■ What is being asked ■
Please put the rows from the line with "A single point marks each instance of the large" to the line with "<point>326,267</point>", both included, into a numbered list, leaving out any blank lines.

■ Source data ■
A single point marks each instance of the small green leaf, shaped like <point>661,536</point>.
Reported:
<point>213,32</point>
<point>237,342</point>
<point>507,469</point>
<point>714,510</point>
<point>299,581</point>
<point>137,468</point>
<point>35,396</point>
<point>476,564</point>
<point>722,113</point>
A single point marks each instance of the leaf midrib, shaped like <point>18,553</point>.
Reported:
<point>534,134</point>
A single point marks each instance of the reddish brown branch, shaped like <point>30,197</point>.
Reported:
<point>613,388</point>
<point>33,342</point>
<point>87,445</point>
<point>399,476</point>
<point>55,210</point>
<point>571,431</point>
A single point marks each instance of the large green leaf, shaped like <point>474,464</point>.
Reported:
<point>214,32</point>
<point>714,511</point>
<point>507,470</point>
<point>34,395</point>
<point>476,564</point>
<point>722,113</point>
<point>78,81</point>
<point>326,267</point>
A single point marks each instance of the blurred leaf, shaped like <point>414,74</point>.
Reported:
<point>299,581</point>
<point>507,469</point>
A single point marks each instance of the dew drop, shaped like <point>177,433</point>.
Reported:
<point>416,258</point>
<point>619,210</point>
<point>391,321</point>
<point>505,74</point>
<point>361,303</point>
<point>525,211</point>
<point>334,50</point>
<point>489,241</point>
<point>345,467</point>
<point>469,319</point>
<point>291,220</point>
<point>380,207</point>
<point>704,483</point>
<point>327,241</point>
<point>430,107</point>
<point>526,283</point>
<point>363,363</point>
...
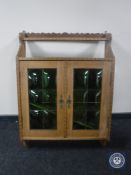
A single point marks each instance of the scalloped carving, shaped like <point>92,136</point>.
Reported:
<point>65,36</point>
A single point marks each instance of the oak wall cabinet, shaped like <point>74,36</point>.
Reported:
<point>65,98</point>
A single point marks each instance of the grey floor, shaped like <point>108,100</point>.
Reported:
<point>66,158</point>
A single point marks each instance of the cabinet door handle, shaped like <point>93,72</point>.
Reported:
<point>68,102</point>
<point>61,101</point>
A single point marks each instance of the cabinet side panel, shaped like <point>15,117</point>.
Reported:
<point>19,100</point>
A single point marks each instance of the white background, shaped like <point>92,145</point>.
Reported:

■ Output of the task ■
1. A single point marks each instance of the large green leaf, shaped like <point>474,464</point>.
2. Reported:
3. <point>214,32</point>
4. <point>714,511</point>
5. <point>507,470</point>
6. <point>34,395</point>
7. <point>476,564</point>
8. <point>722,113</point>
9. <point>78,81</point>
10. <point>326,267</point>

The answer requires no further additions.